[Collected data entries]

—————

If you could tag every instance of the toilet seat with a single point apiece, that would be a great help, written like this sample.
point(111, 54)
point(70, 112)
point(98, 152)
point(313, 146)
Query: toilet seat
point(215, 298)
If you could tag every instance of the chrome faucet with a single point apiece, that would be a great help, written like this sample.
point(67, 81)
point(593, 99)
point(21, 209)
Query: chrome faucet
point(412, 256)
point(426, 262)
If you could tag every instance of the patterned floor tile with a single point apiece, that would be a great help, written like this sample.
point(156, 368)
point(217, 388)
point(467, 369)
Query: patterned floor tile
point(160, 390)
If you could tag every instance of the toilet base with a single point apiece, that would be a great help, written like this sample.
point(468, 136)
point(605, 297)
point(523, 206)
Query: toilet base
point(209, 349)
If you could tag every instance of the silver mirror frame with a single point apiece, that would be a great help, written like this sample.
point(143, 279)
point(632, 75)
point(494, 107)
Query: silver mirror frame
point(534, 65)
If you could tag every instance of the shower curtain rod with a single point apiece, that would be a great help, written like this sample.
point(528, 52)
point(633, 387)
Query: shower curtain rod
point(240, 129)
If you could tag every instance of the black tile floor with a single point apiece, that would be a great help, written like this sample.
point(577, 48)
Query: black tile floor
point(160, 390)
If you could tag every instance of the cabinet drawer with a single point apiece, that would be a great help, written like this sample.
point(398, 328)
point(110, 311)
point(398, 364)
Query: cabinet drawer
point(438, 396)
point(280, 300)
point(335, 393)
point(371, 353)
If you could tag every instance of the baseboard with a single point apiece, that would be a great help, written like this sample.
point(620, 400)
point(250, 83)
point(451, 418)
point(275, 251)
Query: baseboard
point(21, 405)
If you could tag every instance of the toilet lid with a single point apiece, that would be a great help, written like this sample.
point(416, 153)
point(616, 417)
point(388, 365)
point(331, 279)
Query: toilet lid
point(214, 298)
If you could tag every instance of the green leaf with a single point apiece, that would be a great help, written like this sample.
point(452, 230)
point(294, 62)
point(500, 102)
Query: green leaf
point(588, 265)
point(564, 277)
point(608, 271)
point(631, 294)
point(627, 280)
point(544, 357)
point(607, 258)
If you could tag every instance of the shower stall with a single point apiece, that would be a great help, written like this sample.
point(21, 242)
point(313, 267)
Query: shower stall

—————

When you answer, repeat every record exactly, omitting nothing.

If you could tag every instance of the toilet seat with a single point apiece, that would be a great help, written like this sample.
point(111, 54)
point(70, 112)
point(98, 152)
point(313, 146)
Query: toilet seat
point(215, 298)
If you could tag every instance of the chrome faucet with a single point apiece, that would be a great help, written like this sample.
point(67, 81)
point(593, 99)
point(21, 209)
Query: chrome faucet
point(412, 256)
point(426, 262)
If you could tag every instance of the patterned floor tile with a single point apiece, that would be a great help, written like this sample.
point(156, 368)
point(217, 388)
point(467, 369)
Query: patterned floor tile
point(160, 390)
If you could tag every instance of the toilet base with a single point apiece, that would be a great help, written like this sample.
point(468, 136)
point(605, 297)
point(523, 206)
Query: toilet base
point(209, 349)
If you could tag every instance of the silver mirror frame with a single point apiece, that would be a great help, written like this sample.
point(143, 279)
point(632, 75)
point(494, 107)
Query: silver mirror frame
point(534, 65)
If you could tag every instance of the shower curtain rod with a single point apiece, that would be a great help, written like this sample.
point(528, 52)
point(633, 387)
Query: shower curtain rod
point(240, 129)
If you could tag every instance of the black tile floor with a single point apiece, that would be a great help, written like this sample.
point(577, 48)
Query: black tile floor
point(160, 390)
If you could tag every instance of the cabinet drawer with a single point apiece, that would be a great help, written like this sample.
point(398, 328)
point(110, 311)
point(398, 364)
Query: cabinet drawer
point(438, 396)
point(280, 300)
point(335, 393)
point(371, 353)
If you could tag every instance of the baseboard with a single point apiece, that would be a great help, written like this sample.
point(620, 400)
point(250, 83)
point(451, 418)
point(275, 251)
Query: baseboard
point(21, 405)
If you could tag every instance of the toilet lid with a single point apiece, that would be a great help, written like this sample.
point(416, 153)
point(616, 417)
point(388, 365)
point(331, 279)
Query: toilet lid
point(214, 298)
If you could tag every instance of the green leaf with a single point apiece, that would be a great help, written like this sample.
point(452, 230)
point(294, 62)
point(500, 102)
Query: green leaf
point(588, 265)
point(564, 277)
point(608, 271)
point(631, 294)
point(627, 280)
point(544, 357)
point(607, 258)
If you could tag every instance of the shower stall with a single point apiece, that would be a great help, written like this sample.
point(21, 242)
point(313, 267)
Query: shower stall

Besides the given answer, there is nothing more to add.